Que ce soit dans la vie quotidienne, dans nos occupations socio-professionnelles, dans nos loisirs et, de manière concomitante, dans le domaine de l'éducation à différents niveaux, le numérique fait couler beaucoup d'encre. D'aucuns lisent dans cet essor en accélération rapide, une forme d'aliénation "de l'humain" par la machine ou encore de dissolution de notre identité dans le réseau voire un appauvrissement sans précédent des interactions édificatrices de notre société. D'autres, en constatant ce "Tsunami numérique" (Davidenkoff, 2014) ou cette "Transition fulgurante" (Giorgini, 2014), prédisent l'avènement d'un nouveau monde (une nouvelle Renaissance) et, puisqu'elle y est incluse et qu'elle y prépare, d'une nouvelle "école" aux vertus émancipatrices. Considérant qu'en ce domaine l'aliénation et l'émancipation sont deux solutions de cette problématique pharmacologique (selon Bernard Stiegler (2014), le pharmakon de Socrate reste d'application pour le numérique comme il l'a été pour l'écriture et l'imprimerie en les considérant à la fois comme un remède et comme un poison), nous souhaitons cartographier la manière dont les chercheurs questionnent les répercussions de cette effervescence sur l'école.
Il s'agira tout d'abord de voir quelle définition ils donnent à la notion de numérique. Car, même si l'adjectif "numérique" accompagne bien souvent les nominatifs Société, École, Humanités..., ses attributs sont loin d'être clairs. S'agit-il de la numérisation des médias (le texte, l'image et le son se réduisant en une succession de symboles binaires), d'outils informatiques augmentant notre emprise sur le réel, ses manifestations et sa symbolique ou encore d'instruments technologiques (Rabardel & Samurçay, 2001) contribuant à notre intelligence en démultipliant le champ des interconnections possibles (Serres, 2012) ? S'agit-il tant d'outils et de technologies que d'attitudes, de comportements, de mentalités ?

Liste:

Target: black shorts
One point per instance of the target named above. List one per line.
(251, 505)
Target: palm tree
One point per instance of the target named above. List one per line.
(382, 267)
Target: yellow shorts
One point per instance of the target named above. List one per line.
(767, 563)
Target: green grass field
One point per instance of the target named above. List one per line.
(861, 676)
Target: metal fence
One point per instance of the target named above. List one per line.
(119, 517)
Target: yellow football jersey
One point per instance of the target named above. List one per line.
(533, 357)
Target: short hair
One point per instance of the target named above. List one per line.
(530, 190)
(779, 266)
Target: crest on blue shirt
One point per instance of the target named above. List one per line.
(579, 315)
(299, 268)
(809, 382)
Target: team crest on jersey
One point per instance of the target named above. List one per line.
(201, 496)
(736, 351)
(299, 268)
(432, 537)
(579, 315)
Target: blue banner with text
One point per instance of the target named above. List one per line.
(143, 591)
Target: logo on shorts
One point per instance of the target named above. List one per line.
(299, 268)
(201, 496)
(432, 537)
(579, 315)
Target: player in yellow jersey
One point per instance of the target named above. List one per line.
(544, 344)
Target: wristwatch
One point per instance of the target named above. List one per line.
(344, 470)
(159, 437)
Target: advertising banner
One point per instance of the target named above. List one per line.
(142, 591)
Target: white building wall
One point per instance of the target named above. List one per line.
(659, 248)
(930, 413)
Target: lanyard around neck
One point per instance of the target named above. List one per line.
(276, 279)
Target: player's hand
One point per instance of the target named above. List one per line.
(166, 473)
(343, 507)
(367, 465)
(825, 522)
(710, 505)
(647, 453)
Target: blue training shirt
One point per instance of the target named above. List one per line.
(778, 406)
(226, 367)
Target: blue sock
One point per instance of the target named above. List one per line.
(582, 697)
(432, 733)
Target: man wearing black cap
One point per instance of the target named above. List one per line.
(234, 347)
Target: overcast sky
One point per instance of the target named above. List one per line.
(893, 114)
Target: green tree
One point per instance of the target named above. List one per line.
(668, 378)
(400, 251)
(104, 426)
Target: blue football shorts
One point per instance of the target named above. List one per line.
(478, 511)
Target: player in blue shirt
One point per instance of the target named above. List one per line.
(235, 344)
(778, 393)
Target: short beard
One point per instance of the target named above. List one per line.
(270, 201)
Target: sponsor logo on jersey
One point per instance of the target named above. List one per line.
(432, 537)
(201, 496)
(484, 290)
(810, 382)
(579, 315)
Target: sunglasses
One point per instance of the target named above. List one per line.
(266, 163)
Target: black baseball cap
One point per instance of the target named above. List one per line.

Consigne: Poursuivez le texte sur le numérique à l'école à partir de sa dernière phrase. La liste n'a aucun rôle dans ce travail.

Réponse:
Nous nous intéresserons ensuite aux questions que posent les chercheurs intéressés par les liens entre éducation et numérique. En particulier, nous nous demanderons à quel type de transformation déjà en cours dans notre société connectée (Siemens, 2005) ils s'intéressent particulièrement (ou négligent) :
- Des savoirs diffusés dans des "cercles fermés" (par les livres, dans les classes ou amphis ...) à des savoirs ouverts et diffusés à l'échelle planétaire, connectés entre eux et en perpétuelle construction collective ;
- Des modes de communication, d'échanges ou de transactions verticaux (top-down ou parfois bottom-up) à des communications, des échanges ou des transactions davantage horizontales en mode réseau ouvert (parfois dénommé du terme ubérisation marquant ainsi des modes interconnectés et décentralisés qui échappent aux structures pyramidales actuelles) ;
- D'une "informatique" fonctionnelle (comment utiliser tels ou tels logiciels de type "usine à gaz" ...) à une "informatique" relationnelle orientée usages spécifiques eux-mêmes orientés utilisateurs (simplicité, versatilité, utilisabilité, accès direct...) ;
- D'espaces et de temps (de formation, d'activités socio-professionnelles...), fortement localisés à une abolition des limites propres aux espaces-temps physiques par le biais des technologies ubiquitaires ou synchrones ;
- Des temps de l'apprendre initiaux ou continus fortement inscrits au début de la vie des individus à un apprentissage toute la vie durant ;
- D'un cloisonnement disciplinaire à une nécessité de pluri ou d'interdisciplinarité entrainée par la complexité des problèmes rencontrés et des compétences nécessaires pour les résoudre ;
- D''un décloisonnement entre théorie et pratique, ces dernières s'enrichissant l'une l'autre en perspective systémique.
Bibliographie
Davidenkoff E. (2014), Le tsunami numérique. Education. Tout va changer! Êtes-vous prêts ?, Stock
Giorgini P. (2014), La transition fulgurante, Bayard.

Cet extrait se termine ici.